• [Passage for review]
A specification for the Minimum Information about any (X) Sequence standard
This repo contains computable artifacts that define the MIxS standard, versions 6 and later. Older versions of the MIxS standard are available at https://github.com/GenomicsStandardsConsortium/mixs-legacy
Beginning with version 6, MIxS is being managed using the LinkML toolkit. LinkML uses YAML files to describe schemas and provides code to convert YAML to multiple other formats.
The standards can be browsed at https://genomicsstandardsconsortium.github.io/mixs/. The latests stable version of the MIxS standard in various machine readable formats from the release folder. MIxS is currently available in GraphQL, JSON-LD, JSON schema, OWL, prefixmap, protobuf, SCHACL, SHEX, SQL schema and Python. Java will be addde in a future release, as will Excel templates for data collection. There is currently only one version of MIxS released in this repository (MIxS 6). When newer versions are released, links to older versions will be provided here
To support existing implementers who have been using previous Excel-based versions of MIxS, we have provide a manually created Excel workbook with the same format as MIxS 5. However, we highly recommend using one of the machine readable artifacts available in the release folder.
MIxS is divided into checklists and packages.
Checklists include the required, recommended, and optional metadata fields for a specific type sequence: genome, metagenome, marker gene, or xxx. For genomic sequences (MIGS), there are checklists for specific taxa (Eukaryotes, Bacteria, Viruses, and Plants as hosts).
Packages supplement checklists by providing additional terms to describe specific environements in which a sample was collected. For example, the Agriculture package has a number of terms to describe agricultural environments.
Packages can be used in conjunction with any checklist, so, for example, if you sequence metagenome within an agricultural environment, you would use MIMS + the Agriculture packages. All possible combinations of checklists and packages are available on the web browser.
To request changes to the MIxS standards, please use the issue tracker in this repo.
The MIxS standards and the content of this repo are freely available under the Creative Commons 0 (open source) agreement.

• [Tasks]
a) Can you reproduce everything in the MIxS description from "MIxS is divided" down to "describe agricultural environments."?
b) Could you carry on with the MIxS description, starting right after its final sentence?

• [Dataset]
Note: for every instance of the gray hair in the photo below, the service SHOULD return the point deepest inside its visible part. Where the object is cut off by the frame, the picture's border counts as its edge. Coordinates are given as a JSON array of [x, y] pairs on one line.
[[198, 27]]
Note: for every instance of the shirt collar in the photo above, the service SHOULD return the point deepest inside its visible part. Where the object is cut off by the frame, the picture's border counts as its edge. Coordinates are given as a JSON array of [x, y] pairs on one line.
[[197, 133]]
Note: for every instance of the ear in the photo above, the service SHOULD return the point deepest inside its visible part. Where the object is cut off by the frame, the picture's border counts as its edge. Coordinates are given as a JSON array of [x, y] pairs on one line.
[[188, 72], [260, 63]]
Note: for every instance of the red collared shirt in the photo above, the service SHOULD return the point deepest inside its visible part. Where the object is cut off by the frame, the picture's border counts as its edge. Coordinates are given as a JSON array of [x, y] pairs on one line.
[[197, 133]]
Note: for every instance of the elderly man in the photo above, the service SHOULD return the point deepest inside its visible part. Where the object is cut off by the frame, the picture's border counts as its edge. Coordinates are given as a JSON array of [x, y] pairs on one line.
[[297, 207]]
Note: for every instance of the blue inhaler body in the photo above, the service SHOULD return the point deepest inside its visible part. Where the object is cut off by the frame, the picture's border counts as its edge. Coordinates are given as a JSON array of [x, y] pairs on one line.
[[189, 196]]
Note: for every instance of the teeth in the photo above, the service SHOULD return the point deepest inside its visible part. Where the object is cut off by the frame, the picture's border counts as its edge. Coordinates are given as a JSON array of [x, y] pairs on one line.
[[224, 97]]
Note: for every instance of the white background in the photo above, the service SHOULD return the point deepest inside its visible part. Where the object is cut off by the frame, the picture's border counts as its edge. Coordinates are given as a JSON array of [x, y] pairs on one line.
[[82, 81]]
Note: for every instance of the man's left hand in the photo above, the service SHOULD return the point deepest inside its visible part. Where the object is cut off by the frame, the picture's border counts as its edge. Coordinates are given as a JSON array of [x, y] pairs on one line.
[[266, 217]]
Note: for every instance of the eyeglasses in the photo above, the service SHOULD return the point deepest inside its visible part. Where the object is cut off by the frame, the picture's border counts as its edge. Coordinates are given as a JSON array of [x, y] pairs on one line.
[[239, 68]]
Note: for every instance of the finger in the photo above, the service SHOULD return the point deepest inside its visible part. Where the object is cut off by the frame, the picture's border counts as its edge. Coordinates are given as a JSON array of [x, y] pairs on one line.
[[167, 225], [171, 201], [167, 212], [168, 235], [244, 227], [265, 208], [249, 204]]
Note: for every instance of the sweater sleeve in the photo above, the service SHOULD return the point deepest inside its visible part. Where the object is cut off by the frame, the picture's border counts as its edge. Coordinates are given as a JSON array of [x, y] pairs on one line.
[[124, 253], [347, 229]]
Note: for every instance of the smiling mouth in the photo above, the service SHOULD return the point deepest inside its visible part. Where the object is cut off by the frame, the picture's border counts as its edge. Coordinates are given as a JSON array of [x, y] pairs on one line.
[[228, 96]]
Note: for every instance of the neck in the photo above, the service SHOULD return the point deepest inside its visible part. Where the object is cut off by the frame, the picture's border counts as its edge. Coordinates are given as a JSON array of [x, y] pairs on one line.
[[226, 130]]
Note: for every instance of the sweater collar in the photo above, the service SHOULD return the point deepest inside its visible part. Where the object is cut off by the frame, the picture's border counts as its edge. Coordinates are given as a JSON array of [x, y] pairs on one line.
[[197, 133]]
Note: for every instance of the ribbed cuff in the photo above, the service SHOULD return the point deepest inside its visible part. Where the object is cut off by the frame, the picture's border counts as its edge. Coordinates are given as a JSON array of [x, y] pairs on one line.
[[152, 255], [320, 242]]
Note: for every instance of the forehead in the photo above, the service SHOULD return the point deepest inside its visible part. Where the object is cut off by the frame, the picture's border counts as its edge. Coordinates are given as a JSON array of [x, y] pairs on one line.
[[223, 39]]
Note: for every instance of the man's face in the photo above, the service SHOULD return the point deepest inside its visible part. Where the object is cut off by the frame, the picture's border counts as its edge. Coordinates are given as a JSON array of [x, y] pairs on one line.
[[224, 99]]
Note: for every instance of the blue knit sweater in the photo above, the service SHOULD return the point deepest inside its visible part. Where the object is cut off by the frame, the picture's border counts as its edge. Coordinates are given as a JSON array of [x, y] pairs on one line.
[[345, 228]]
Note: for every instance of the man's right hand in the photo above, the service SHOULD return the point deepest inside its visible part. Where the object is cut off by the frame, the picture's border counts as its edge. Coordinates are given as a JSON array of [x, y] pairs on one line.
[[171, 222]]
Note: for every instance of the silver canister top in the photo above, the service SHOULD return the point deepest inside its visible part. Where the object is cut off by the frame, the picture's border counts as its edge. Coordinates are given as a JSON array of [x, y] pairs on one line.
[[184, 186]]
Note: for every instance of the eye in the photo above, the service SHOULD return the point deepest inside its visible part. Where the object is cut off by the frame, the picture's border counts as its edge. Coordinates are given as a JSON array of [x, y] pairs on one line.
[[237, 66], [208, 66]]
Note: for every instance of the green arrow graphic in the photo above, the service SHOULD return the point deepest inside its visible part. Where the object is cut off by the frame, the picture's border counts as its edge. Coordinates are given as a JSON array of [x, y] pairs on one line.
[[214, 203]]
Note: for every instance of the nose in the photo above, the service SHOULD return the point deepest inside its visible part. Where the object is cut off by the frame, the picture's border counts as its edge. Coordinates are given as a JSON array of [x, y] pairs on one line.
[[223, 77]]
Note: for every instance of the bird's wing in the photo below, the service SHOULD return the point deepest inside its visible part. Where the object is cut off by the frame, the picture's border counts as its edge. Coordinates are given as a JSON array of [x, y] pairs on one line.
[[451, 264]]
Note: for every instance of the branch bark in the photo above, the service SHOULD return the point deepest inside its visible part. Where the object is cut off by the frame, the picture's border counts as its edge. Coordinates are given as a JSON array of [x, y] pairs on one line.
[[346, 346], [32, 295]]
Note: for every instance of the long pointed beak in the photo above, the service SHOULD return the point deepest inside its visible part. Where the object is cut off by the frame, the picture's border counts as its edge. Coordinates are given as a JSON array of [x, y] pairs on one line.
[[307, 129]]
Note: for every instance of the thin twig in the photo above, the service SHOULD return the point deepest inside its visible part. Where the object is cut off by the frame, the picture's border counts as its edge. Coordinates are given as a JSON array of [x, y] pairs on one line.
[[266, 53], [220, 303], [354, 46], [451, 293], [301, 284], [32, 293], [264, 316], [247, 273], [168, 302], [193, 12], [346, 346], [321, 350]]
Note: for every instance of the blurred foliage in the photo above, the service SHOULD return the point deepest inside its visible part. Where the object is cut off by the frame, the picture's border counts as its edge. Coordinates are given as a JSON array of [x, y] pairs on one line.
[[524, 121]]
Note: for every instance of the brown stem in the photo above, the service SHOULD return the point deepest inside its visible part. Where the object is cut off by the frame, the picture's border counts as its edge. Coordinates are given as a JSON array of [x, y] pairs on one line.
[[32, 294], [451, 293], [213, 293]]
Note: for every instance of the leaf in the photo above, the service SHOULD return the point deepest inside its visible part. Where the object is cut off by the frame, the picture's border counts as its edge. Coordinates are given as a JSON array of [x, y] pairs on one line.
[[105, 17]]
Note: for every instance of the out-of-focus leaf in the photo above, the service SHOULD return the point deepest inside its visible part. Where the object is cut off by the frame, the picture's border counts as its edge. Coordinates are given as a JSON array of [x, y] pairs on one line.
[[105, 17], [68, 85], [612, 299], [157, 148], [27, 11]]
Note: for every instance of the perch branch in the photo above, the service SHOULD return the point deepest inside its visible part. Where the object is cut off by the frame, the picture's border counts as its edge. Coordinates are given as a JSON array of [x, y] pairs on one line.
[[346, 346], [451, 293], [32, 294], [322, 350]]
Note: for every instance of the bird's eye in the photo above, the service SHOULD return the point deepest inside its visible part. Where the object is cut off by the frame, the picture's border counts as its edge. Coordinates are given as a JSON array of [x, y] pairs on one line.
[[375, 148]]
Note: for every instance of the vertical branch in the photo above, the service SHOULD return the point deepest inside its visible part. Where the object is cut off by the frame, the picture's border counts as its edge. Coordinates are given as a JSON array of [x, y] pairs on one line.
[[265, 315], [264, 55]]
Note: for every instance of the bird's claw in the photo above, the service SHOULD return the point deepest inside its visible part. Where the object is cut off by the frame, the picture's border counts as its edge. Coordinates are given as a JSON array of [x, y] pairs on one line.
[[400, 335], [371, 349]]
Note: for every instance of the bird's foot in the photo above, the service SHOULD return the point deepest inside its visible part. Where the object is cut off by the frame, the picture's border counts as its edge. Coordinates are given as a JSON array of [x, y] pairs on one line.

• [Task-by-task answers]
a)
MIxS is divided into checklists and packages.
Checklists include the required, recommended, and optional metadata fields for a specific type sequence: genome, metagenome, marker gene, or xxx. For genomic sequences (MIGS), there are checklists for specific taxa (Eukaryotes, Bacteria, Viruses, and Plants as hosts).
Packages supplement checklists by providing additional terms to describe specific environements in which a sample was collected. For example, the Agriculture package has a number of terms to describe agricultural environments.

b)
If you reuse code from this repository, please site the repository URL
If you use any of the MIxS standards, please site this paper:
DOI: https://doi.org/10.1038/nbt.1823
Or, in RIS format
Without specific guidelines, most genomic, metagenomic and marker gene sequences in databases are sparsely annotated with the information required to guide data integration, comparative studies and knowledge generation. Even with complex keyword searches, it is currently impossible to reliably retrieve sequences that have originated from certain environments or particular locations on Earth—for example, all sequences from ‘soil’ or ‘freshwater lakes’ in a certain region of the world. Because public databases of the International Nucleotide Sequence Database Collaboration (INSDC; comprising DNA Data Bank of Japan (DDBJ), the European Nucleotide Archive (EBI-ENA) and GenBank depend on author-submitted information to enrich the value of sequence data sets, we argue that the only way to change the current practice is to establish a standard of reporting that requires contextual data to be deposited at the time of sequence submission. The adoption of such a standard would elevate the quality, accessibility and utility of information that can be collected from INSDC or any other data repository.
The GSC has defined a set of core descriptors for genomes and metagenomes in the form of a MIGS/MIMS specification. MIGS/MIMS extends the minimum information already captured by the INSDC. The recently introduced MIMARKS now captures information about marker genes. Additionally, we also introduced ‘environmental packages’ that standardize sets of measurements and observations describing particular habitats that are applicable across all GSC checklists and beyond. We define ‘environment’ as any location in which a sample or organism is found, e.g., soil, air, water, human-associated, plant-associated or laboratory. The original MIGS/MIMS checklists included contextual data about the location from which a sample was isolated and how the sequence data were produced. However, standard descriptions for a more comprehensive range of environmental parameters, which would help to better contextualize a sample, were not included. The environmental packages presented here are relevant to any genome sequence of known origin and are designed to be used in combination with MIGS, MIMS and MIMARKS checklists.
To create a single entry point to all minimum information checklists from the GSC and to the environmental packages, we created an overarching framework, the MIxS standard . MIxS includes the technology-specific checklists from the previous MIGS and MIMS standards, provides a way of introducing additional checklists such as MIMARKS, and also allows annotation of sample data using environmental packages.
The adoption of the GSC standards by major data providers and organizations, as well as the INSDC, supports efforts to contextually enrich sequence data and complements recent efforts to enrich other (meta) ‘omics data. The MIxS standards have been developed to the point that it is ready for use in the publication of sequences. A defined procedure for requesting new features and stable release cycles will facilitate implementation of the standard across the community. Compliance among authors, adoption by journals and use by informatics resources will vastly improve our collective ability to mine and integrate invaluable sequence data collections for knowledge- and application-driven research.